• REQUIRED ACTIONS:
1/ According to the sermon, what is the catch phrase of Ivan Fyodorovich in The Brothers Karamazov?
2/ State whether each statement agrees with the sermon. Answer yes or no, and quote the deciding words. (a) Ivan Fyodorovich is the eldest of the Karamazov brothers. (b) The sermon cites a translation of Night by S. Rodway. (c) Wiesel arrived at Auschwitz with his mother.
3/ Carry the sermon forward from its final sentence, keeping its voice and argument.

• SUPPLIED PASSAGE:
***

Episcopal Church of the Incarnation

West Point, Mississippi

The Seventeenth Sunday after Pentecost [Proper 21B]

Num. 11.4–6, 10–16, 24–29               Ps. 19.7–14                 Jam. 5.13-20                  Mk. 9.38–50

 

May the Lord be in my mind, on my lips, and in my heart,

that I may rightly and truly proclaim His Holy Word.  Amen.

 

 

In Fyodor Dostoyevsky’s classic philosophical novel, The Brothers Karamazov, the catch phrase of the middle brother, Ivan Fyodorovich, is “Everything is permitted.”  Ivan espouses a strong rationalist, atheistic philosophy that leads in part to the murder of his own father.  The world inhabited by Ivan (at least in his own mind) is one in which there is no right or wrong, only decisions of greater or less utility.  As radical as this worldview may be, it is a worldview that has been adopted by much of our popular culture, but in observing this let me be quick to point out that the kingdom described by Jesus is no less radical; indeed, it is more radically different still.  It is a world in which our Lord describes personal choices at the extreme fringe of contemplation:  cutting off a hand; cutting off a foot; plucking out an eye.  It is a world in which these choices are described in the context things beyond even that extreme fringe of contemplation:  a hell of fire and self-consumption.

Cutting off a hand sounds radical, as it should, and yet we have become so inured to a culture in which “everything is permitted” that we don’t often pause to consider just how abnormal an absence of moral distinctions is.  We can certainly select examples of evil that will elicit universal condemnation–evils like the Nazi death camps of the Holocaust–but such agreement comes about because a death camp is so far beyond the experience of almost all people that it doesn’t seem quite real, and so does not seem to present to each individual an individual moral choice.

And why have I used the example of a death camp?  I am reminded of this example because of what Elie Wiesel records in his famous memoir of the Holocaust, entitled Night.  Wiesel writes of arriving at Auschwitz with his father:

Not far from us, flames were leaping up from a ditch, gigantic flames.  They were burning something.  A lorry drew up at the pit and delivered its load—little children.  Babies!  Yes, I saw it ... It was a nightmare ... 

My father’s voice drew me from my thoughts: ...

He did not want to see the burning of his only son.

My forehead was bathed in cold sweat.  But I told him that I did not believe that they could burn people in our age, that humanity would never tolerate it.  ...

“Humanity?  [he said]  Humanity is not concerned with us.  Today anything is allowed.  Anything is possible ...” 

(Night, trans. S. Rodway.  London: Robson, 1974.)

 

Anything is possible.  Everything is permitted:  the Holocaust can be seen as the culmination of a nihilistic self-focus that makes no distinction in moral choices, which indeed holds that all choices are just that, choices which are neither moral nor immoral.

***

• LISTED ENTRIES:
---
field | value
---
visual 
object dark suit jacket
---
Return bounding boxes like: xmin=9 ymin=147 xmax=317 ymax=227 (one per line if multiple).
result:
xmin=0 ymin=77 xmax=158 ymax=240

***

• REPLIES:
1/ "Everything is permitted."

2/
(a) No: "the catch phrase of the middle brother, Ivan Fyodorovich"
(b) Yes: "Night, trans. S. Rodway"
(c) No: "Wiesel writes of arriving at Auschwitz with his father"

3/
In our postmodern world reality is defined with reference to experience only; “truth” is self-referential only, and so “everything is permitted”.  Who would have imagined another Holocaust, after the discovery of the death camps?  And yet, within my own lifetime we have seen extermination centers in Cambodia, Bosnia-Herzegovina, and Rwanda, and mass executions as a news item repeated at least once a year in some part of the world.

And what does Jesus say?  He calls us into the Way, the Truth, and the Life, embodied and given to us in Him.  But He makes clear that this Way, this Truth, and this Life involve choices–individual choices taken freely in following our Lord–by which we choose a reality otherwise beyond our understanding because it is outside of our experience.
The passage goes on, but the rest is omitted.